**CONJUNTO DE TAREAS**
#1 Reescribe la parte del texto sobre el amor de Dios que empieza en "Sólo ese amor" y termina en "razón el amor.", y pon "la riqueza" donde dice "el dinero".
#2 Según el texto sobre el amor de Dios, ¿cuál es el mandato que se ha recibido del que nos amó hasta dar su vida por nosotros?

**FRAGMENTO DEL DOCUMENTO**
++++++++++
Vosotros, hermanos míos, no sois una secta de ilusos, sino el pueblo del amor que es Dios, un pueblo de redimidos, una comunidad de hijos amados de Dios. 

Sólo el amor de Dios da razón de lo que sois. 

En ese amor ahonda sus raíces la paz del corazón, la esperanza que nos anima, la confianza con que vivimos. 

Sólo de ese amor puede nacer el salmo de alabanza: “Bendice, alma mía, al Señor, y todo mi ser a su santo nombre. Bendice, alma mía, al Señor, y no olvides sus beneficios”. 

Sólo ese amor da razón de nuestra forma de vida. 

Todos conocéis vidas de las que es razón el dinero, el poder, la ambición, la vanidad, el fanatismo, el odio: vidas tanto más perdidas cuanto más hayan sido entregadas a la razón por la que se ha escogido vivir. 

Y todos, si sois de Cristo Jesús, sabéis que de vuestra vida ha de dar razón el amor. 

Éste es el mandato que hemos recibido del que nos amó hasta dar su vida por nosotros: “Que os améis unos a otros como yo os he amado”. 

Y por si alguno quisiera pensar que el amor al que somos llamados ha de estar reservado para los de nuestra casa, para los de nuestra fe, el que por todos vivió y murió, quiso que a todos amáramos, quiso que por todos perdiésemos la vida: “Amad a vuestros enemigos, haced el bien a los que os odian, bendecid a los que os maldicen, orad por los que os injurian”.
++++++++++
(Extractos de un conjunto de datos de etiquetado de puntos)

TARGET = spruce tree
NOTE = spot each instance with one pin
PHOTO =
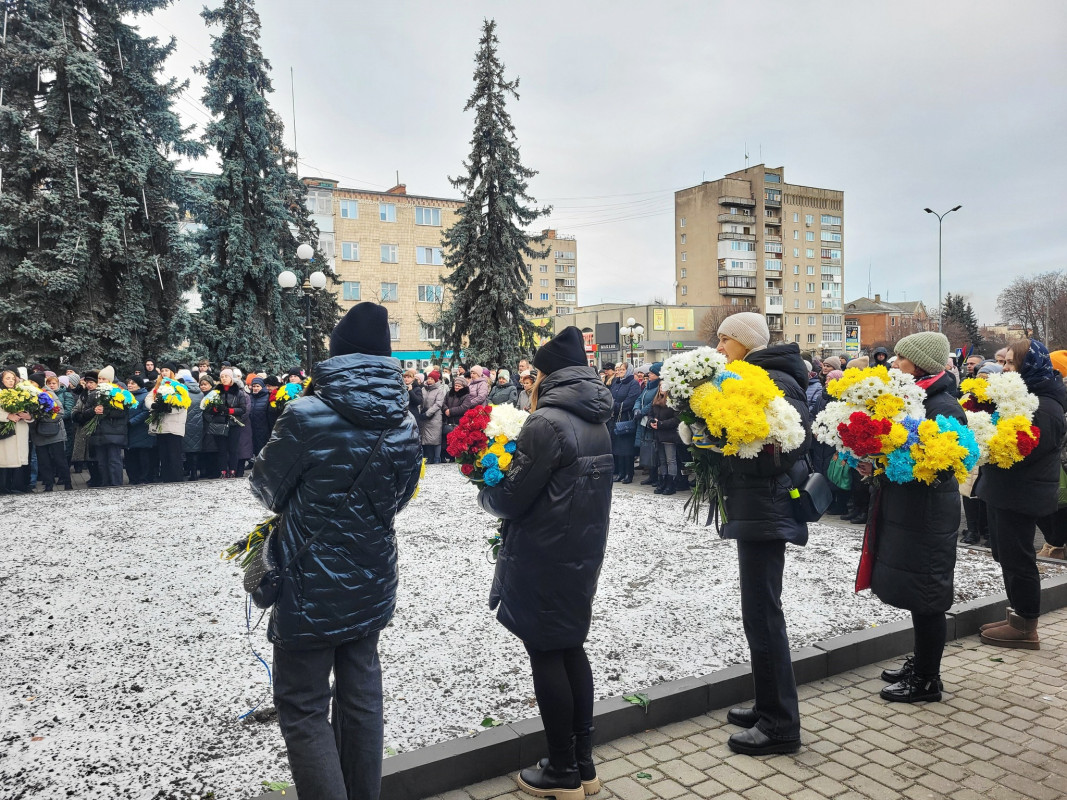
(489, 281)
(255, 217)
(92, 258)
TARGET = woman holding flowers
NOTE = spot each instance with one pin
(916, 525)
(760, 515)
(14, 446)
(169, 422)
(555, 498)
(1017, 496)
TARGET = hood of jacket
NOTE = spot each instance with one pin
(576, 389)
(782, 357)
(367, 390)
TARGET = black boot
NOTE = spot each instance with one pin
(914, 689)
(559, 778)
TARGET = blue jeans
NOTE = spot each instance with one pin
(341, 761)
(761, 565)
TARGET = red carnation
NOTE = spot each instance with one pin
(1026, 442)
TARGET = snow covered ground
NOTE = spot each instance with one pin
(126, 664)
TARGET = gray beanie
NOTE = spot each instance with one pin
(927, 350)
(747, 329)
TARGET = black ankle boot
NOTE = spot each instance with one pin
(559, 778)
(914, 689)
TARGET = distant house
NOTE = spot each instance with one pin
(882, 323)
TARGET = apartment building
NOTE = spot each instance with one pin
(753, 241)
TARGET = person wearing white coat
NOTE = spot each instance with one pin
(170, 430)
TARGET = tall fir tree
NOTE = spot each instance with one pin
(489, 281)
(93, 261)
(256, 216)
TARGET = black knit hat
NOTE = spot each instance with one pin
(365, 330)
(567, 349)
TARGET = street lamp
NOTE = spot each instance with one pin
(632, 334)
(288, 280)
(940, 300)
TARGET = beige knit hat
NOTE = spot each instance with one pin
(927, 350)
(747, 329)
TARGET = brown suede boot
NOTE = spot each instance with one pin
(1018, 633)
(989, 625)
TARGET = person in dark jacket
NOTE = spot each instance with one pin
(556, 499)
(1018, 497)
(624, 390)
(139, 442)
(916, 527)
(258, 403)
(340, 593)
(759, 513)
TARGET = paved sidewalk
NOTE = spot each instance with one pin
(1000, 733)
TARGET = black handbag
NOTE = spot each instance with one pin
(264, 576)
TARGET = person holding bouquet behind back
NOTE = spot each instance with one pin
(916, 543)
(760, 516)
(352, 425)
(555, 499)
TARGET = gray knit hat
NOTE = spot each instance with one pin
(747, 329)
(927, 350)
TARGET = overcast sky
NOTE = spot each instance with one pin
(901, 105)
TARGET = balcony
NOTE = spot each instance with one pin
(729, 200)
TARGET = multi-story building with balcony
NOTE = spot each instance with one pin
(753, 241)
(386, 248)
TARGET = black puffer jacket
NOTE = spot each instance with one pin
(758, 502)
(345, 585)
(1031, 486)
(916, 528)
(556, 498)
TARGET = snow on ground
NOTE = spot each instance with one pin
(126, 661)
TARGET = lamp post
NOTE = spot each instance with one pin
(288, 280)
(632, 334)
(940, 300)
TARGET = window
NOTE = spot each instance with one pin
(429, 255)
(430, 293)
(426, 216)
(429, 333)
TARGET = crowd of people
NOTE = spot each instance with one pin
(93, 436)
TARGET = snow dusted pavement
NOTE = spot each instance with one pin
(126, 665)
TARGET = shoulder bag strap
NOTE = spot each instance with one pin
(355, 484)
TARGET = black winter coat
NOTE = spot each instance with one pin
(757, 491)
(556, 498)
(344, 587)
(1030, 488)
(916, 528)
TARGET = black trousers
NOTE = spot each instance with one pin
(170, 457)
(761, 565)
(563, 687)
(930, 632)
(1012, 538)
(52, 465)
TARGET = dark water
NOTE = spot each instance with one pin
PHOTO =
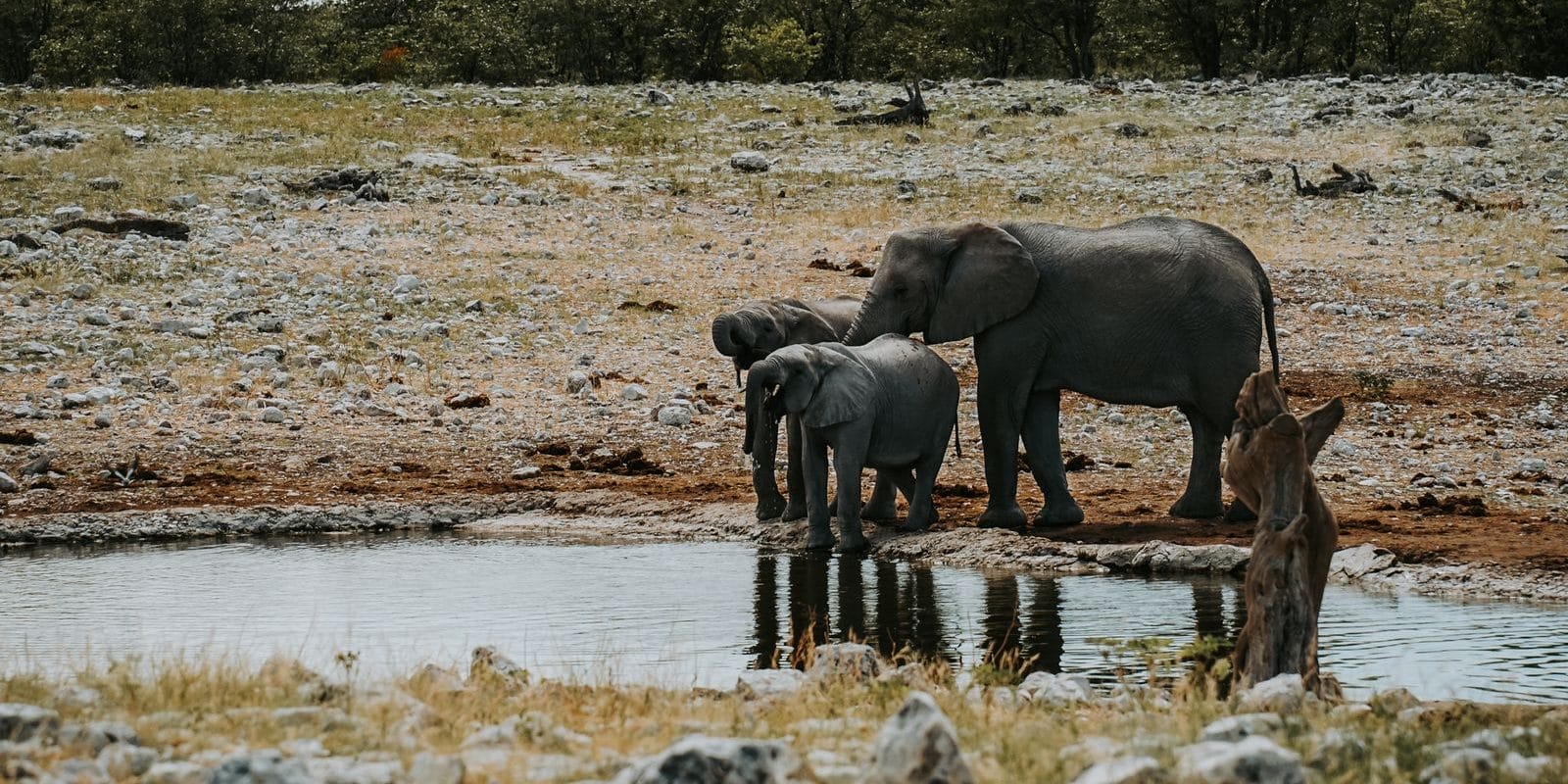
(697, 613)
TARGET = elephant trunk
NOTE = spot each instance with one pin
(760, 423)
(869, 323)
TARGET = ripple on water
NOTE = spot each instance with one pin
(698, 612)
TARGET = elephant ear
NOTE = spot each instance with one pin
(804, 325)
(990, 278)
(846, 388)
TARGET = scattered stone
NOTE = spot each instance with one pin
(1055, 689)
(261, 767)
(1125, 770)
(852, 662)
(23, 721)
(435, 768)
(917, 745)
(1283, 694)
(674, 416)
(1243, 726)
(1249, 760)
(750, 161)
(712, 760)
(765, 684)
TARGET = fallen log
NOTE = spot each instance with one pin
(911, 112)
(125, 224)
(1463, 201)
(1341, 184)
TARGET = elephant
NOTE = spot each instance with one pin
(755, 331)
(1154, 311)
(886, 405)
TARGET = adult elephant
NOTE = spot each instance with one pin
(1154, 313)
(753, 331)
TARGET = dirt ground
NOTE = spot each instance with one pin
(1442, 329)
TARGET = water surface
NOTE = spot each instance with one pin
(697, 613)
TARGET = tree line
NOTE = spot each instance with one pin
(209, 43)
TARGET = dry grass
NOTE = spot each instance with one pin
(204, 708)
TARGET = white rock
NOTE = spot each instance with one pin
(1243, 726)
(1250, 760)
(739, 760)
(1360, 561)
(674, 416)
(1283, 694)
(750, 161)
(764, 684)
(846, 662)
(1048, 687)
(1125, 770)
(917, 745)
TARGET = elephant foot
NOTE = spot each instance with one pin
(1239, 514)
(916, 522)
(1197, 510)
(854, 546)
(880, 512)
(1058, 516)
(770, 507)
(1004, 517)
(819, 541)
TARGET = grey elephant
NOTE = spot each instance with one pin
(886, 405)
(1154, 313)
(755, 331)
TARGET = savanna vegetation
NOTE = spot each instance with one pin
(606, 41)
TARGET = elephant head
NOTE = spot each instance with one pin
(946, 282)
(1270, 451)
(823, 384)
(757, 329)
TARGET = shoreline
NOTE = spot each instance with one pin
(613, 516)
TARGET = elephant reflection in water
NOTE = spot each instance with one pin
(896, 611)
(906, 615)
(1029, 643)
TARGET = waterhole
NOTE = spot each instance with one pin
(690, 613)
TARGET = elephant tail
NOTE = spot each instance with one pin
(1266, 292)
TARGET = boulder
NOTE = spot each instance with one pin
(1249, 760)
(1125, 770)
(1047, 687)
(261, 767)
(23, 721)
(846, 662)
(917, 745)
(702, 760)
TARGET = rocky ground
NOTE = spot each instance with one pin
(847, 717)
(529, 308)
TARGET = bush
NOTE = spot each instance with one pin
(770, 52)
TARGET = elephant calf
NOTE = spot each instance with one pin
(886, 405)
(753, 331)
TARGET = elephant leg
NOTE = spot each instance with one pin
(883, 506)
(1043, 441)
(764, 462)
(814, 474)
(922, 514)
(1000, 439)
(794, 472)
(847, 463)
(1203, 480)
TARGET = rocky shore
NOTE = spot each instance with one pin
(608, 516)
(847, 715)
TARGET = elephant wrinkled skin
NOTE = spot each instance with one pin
++++++++++
**SOLUCIONES DE EJERCICIOS**
#1
Sólo ese amor da razón de nuestra forma de vida. 

Todos conocéis vidas de las que es razón la riqueza, el poder, la ambición, la vanidad, el fanatismo, el odio: vidas tanto más perdidas cuanto más hayan sido entregadas a la razón por la que se ha escogido vivir. 

Y todos, si sois de Cristo Jesús, sabéis que de vuestra vida ha de dar razón el amor.

#2 El mandato es "Que os améis unos a otros como yo os he amado".